■ EXERCISE OBJECTIVE: Pull out every line of the material below that contains the string "building", treating the match as case-sensitive.

■ EXERCISE DATA:
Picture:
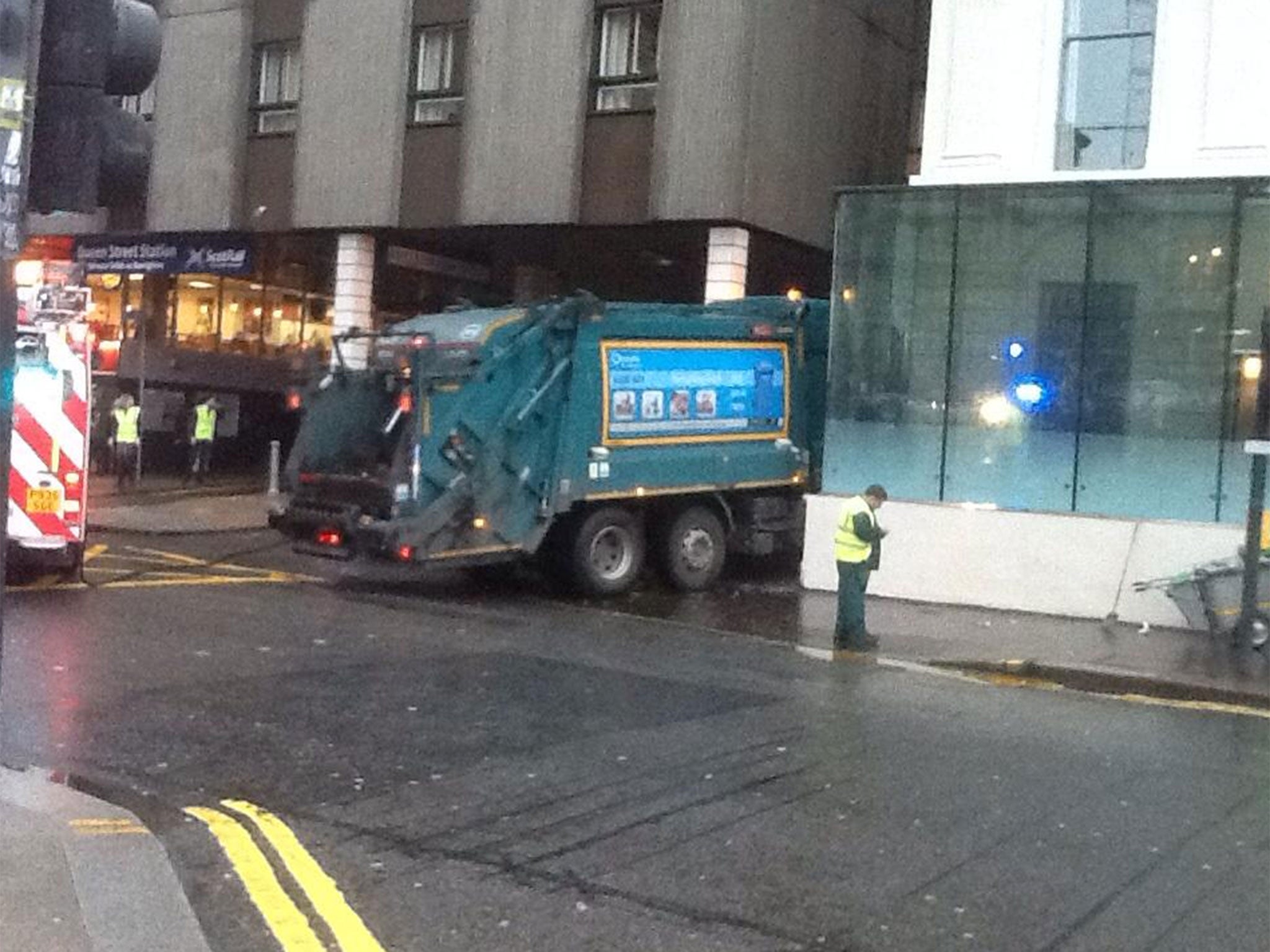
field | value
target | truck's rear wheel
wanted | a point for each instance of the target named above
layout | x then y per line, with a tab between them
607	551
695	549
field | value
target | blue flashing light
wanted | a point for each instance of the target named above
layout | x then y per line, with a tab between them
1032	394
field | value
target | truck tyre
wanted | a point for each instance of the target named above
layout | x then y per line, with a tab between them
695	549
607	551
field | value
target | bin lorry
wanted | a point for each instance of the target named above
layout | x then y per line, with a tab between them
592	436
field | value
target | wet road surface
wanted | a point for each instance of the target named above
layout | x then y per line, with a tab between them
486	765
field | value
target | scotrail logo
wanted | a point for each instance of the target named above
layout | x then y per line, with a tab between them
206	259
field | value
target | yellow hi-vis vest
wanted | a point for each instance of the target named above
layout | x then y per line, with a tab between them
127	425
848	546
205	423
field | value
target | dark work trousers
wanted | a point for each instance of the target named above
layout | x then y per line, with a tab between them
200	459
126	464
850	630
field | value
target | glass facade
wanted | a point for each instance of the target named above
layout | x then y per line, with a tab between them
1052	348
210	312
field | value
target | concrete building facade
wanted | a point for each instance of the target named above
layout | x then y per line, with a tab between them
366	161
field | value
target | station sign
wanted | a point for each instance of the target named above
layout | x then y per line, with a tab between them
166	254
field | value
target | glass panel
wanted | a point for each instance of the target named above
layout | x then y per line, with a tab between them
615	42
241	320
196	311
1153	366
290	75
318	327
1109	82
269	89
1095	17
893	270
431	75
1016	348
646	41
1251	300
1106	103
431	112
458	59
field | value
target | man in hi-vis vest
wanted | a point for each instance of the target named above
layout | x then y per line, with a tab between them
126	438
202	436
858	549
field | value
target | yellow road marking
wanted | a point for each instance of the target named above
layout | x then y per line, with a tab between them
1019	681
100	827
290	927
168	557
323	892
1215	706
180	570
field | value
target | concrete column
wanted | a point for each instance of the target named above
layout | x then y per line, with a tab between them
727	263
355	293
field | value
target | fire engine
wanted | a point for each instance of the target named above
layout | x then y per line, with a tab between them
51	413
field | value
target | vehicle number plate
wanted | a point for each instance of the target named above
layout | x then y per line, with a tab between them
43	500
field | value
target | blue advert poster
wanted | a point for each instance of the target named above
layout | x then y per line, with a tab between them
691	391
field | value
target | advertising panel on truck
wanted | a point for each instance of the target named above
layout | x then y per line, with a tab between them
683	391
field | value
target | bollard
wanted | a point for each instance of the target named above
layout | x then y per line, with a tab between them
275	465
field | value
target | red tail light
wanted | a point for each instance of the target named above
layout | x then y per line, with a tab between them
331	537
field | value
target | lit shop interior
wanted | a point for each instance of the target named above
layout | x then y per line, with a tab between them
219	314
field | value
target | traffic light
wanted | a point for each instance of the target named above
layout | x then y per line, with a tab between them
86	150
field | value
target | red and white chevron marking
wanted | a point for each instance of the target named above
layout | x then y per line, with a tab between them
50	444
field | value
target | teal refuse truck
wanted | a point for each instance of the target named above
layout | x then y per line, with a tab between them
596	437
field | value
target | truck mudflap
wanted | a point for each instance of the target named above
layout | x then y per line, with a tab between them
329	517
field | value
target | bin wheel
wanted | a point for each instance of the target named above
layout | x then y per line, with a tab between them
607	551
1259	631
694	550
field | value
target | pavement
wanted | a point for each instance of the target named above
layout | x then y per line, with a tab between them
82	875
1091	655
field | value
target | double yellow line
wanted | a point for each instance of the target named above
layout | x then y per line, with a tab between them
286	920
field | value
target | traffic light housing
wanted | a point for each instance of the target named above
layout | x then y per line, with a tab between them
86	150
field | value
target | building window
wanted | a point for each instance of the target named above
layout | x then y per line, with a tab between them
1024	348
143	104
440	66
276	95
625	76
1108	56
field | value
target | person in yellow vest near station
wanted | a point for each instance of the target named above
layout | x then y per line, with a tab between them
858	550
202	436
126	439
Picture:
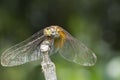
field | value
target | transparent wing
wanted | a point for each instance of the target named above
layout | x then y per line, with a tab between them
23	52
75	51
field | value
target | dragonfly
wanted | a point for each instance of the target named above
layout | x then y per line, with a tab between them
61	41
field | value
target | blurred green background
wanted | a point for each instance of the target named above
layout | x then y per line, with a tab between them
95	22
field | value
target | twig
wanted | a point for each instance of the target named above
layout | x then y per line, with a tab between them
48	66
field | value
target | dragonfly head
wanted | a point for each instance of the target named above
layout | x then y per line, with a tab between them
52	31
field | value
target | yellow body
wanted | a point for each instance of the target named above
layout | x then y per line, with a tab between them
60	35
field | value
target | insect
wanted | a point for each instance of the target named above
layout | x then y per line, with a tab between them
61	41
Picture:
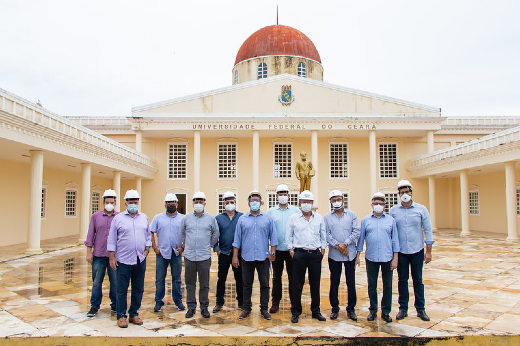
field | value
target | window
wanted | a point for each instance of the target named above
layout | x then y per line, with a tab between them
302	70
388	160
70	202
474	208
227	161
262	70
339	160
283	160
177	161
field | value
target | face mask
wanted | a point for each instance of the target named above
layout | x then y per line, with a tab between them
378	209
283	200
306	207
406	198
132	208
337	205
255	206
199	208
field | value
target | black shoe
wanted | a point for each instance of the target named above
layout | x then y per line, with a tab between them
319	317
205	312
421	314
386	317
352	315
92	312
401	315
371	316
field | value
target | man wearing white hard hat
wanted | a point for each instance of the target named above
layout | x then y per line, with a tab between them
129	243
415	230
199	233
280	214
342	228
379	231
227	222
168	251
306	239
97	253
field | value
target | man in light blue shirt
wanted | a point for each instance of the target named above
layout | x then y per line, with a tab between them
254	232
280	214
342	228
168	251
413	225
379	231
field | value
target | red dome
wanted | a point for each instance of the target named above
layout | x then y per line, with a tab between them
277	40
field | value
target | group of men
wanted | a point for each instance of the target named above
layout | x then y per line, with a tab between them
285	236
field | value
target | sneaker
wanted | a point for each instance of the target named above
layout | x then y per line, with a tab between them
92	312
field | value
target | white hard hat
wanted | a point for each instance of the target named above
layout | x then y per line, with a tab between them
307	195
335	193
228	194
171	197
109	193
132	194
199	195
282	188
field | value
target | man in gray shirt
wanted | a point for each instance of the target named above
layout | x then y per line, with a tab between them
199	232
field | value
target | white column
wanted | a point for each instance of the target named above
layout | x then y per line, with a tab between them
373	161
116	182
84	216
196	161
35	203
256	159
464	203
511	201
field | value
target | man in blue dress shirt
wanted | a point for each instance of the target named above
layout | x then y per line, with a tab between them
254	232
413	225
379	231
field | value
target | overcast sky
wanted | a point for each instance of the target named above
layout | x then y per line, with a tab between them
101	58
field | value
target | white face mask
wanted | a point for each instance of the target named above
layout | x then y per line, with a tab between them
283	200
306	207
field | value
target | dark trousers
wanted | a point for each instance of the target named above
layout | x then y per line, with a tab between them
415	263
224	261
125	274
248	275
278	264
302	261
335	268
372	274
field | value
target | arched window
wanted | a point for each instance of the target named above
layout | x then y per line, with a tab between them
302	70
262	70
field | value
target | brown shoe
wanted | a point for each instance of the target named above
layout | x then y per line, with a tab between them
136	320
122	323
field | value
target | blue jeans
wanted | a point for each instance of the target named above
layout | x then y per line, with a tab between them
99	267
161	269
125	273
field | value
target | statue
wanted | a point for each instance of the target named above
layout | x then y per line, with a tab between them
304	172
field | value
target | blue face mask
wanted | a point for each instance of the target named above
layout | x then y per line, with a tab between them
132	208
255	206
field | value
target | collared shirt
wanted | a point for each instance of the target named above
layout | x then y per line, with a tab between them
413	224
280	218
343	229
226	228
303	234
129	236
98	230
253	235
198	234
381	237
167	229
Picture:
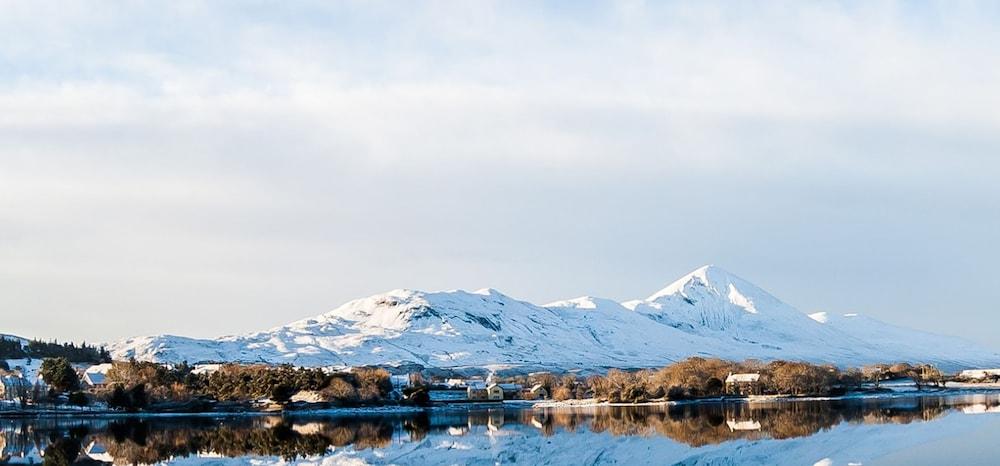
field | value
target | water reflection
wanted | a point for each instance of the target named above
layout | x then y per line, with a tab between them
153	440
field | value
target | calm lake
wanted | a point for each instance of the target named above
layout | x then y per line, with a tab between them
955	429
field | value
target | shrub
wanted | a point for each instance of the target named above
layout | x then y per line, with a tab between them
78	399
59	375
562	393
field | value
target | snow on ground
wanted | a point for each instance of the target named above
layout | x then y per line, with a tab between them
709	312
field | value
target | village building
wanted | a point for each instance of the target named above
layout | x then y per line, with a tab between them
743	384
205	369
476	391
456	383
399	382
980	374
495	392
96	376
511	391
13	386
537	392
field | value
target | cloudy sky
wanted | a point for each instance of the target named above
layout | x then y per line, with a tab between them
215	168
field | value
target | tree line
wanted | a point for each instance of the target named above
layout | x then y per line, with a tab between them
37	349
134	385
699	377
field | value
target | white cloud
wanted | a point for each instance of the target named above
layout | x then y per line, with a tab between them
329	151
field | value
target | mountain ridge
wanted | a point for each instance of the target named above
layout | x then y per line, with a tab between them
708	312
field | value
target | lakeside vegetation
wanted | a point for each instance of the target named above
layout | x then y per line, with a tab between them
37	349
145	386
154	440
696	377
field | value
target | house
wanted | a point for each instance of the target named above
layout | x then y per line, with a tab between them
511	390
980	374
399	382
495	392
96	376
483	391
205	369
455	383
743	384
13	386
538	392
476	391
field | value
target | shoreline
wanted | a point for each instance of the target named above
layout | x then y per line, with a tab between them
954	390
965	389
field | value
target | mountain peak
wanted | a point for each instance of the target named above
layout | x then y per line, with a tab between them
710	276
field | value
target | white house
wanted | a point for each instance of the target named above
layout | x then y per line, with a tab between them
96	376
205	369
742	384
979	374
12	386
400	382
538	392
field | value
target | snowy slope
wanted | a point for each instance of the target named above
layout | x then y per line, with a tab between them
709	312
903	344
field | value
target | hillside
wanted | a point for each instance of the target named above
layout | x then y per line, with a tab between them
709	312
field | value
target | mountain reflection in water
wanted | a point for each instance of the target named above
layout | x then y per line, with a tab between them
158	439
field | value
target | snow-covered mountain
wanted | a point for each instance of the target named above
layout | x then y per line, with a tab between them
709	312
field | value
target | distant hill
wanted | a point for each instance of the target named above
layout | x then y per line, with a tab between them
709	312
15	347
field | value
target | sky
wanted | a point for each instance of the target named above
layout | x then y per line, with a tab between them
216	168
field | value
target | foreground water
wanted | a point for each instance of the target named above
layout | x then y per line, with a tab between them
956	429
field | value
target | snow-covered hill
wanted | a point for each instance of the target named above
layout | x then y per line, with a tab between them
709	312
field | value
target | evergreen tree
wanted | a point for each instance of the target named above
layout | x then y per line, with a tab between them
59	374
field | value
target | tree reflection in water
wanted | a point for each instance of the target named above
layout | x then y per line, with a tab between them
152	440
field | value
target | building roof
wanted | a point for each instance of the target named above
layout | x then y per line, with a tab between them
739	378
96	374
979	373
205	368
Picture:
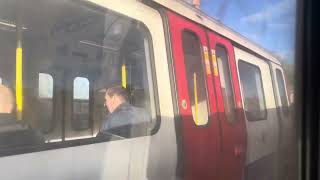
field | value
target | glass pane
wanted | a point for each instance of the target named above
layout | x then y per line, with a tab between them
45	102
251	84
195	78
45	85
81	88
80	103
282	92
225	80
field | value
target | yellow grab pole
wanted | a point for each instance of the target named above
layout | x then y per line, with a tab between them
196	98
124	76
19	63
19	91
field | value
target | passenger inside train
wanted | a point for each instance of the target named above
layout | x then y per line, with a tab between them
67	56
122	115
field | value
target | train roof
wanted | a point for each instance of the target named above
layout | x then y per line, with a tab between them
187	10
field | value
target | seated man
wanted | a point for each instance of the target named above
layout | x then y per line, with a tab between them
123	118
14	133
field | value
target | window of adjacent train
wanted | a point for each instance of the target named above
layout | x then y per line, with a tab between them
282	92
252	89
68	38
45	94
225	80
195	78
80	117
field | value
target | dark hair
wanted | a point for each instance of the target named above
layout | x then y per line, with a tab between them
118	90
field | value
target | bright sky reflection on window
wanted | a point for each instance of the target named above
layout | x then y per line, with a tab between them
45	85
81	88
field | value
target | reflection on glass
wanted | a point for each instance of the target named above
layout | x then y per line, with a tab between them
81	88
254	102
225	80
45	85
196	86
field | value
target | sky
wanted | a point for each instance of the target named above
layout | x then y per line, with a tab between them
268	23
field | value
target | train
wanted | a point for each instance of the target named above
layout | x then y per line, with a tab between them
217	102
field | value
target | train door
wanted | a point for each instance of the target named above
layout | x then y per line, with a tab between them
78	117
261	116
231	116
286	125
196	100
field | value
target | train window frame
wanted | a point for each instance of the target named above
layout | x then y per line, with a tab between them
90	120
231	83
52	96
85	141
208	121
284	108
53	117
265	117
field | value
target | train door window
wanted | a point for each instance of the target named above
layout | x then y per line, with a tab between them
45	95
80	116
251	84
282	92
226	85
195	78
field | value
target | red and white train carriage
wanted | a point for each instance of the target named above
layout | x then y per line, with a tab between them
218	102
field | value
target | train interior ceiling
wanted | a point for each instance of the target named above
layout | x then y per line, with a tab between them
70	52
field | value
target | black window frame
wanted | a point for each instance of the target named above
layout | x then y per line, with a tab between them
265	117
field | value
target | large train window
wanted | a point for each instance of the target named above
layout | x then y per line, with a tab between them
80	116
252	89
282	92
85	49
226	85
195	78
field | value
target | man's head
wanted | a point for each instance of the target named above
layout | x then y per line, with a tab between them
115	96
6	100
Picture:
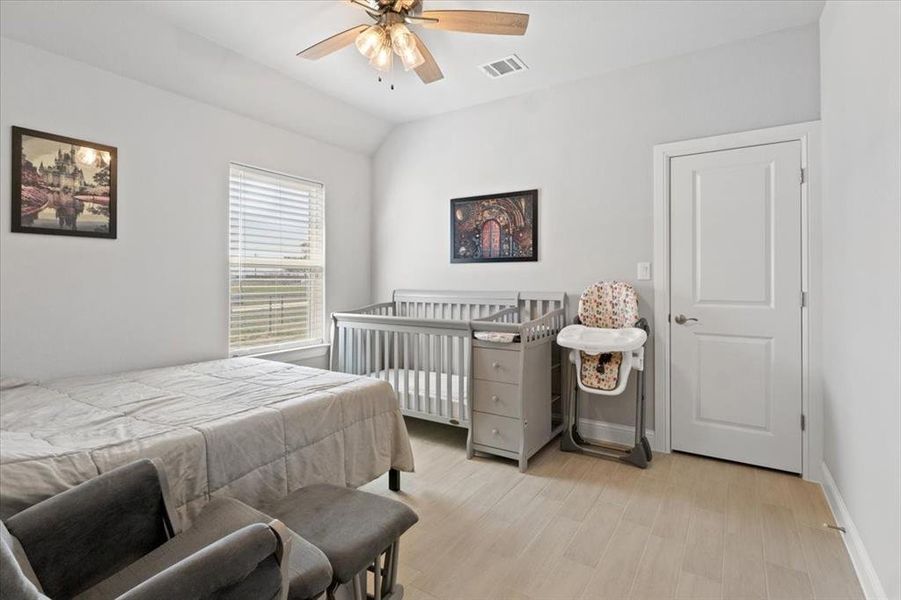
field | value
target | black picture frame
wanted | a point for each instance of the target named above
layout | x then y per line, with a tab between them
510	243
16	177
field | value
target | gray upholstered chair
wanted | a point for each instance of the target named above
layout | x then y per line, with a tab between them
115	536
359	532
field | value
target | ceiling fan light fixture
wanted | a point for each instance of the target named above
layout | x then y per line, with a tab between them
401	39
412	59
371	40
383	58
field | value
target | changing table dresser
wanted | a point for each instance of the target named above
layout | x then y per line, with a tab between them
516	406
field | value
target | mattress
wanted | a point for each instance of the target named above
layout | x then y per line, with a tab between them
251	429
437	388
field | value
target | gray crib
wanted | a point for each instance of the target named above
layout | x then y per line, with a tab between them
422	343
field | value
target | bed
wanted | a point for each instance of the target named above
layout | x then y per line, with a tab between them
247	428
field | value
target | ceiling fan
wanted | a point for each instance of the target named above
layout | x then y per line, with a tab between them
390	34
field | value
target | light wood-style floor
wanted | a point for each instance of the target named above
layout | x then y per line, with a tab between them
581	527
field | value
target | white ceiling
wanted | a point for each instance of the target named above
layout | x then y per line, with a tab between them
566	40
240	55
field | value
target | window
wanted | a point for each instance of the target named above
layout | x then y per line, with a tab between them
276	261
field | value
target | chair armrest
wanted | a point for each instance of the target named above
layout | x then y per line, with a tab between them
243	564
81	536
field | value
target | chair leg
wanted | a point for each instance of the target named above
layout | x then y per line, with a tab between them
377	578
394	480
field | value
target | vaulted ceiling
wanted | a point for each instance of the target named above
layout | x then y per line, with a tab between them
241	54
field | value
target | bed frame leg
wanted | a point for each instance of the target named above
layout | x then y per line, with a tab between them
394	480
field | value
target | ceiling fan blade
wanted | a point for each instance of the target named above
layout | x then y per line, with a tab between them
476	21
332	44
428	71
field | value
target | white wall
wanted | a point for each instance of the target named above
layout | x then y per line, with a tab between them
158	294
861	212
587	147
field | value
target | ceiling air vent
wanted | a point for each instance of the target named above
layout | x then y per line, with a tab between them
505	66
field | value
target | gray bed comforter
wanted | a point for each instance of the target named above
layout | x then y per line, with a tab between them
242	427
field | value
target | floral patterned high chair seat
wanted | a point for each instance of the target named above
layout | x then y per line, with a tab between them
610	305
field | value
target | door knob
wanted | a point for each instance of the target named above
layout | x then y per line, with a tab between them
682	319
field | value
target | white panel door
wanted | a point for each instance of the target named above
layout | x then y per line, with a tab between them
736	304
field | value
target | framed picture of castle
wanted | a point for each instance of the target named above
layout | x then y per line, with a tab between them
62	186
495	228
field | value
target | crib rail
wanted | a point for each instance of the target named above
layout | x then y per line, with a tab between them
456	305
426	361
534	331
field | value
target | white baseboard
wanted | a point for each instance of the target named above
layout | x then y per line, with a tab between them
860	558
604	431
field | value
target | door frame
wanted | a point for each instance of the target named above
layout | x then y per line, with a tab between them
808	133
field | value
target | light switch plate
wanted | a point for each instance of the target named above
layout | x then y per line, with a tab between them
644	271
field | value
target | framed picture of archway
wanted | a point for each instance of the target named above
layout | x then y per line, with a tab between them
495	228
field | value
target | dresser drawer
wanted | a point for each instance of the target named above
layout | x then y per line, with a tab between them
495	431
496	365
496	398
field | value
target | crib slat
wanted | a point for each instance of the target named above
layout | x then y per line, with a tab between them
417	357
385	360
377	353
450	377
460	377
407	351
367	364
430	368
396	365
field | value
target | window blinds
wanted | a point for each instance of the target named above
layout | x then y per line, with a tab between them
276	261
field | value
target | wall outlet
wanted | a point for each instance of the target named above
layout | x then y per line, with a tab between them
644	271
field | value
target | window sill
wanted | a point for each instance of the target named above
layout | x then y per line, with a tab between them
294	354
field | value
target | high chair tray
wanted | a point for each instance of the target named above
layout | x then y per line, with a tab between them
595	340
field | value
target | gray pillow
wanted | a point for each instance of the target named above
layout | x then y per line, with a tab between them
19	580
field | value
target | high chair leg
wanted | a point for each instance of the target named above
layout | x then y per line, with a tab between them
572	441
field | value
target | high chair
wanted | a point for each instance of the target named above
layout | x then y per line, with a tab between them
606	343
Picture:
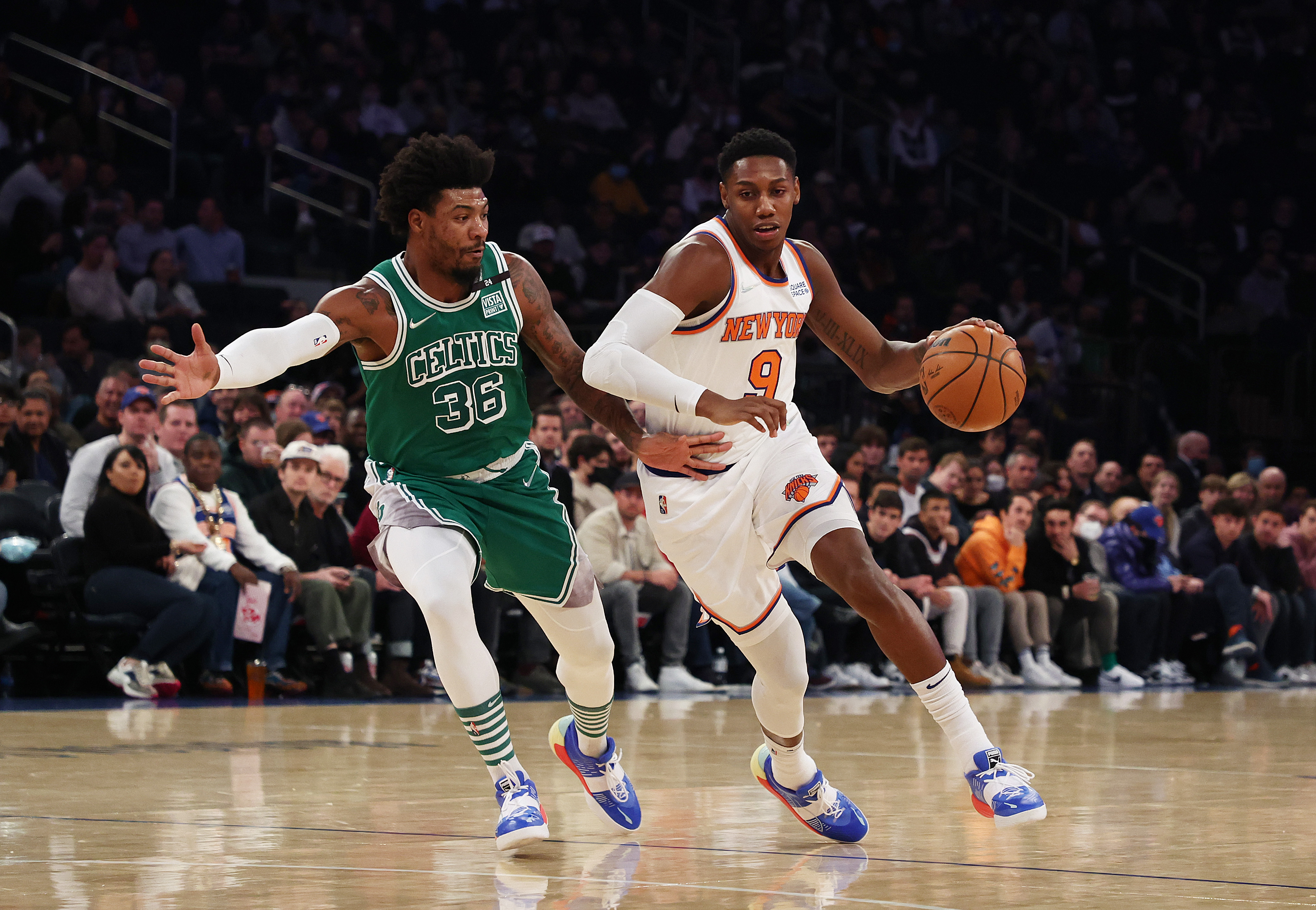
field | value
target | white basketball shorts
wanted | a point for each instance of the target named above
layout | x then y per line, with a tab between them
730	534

■ OUTPUT FOR THIS EXERCISE:
target | concrete building facade
target | building window
target | village building
target | building roof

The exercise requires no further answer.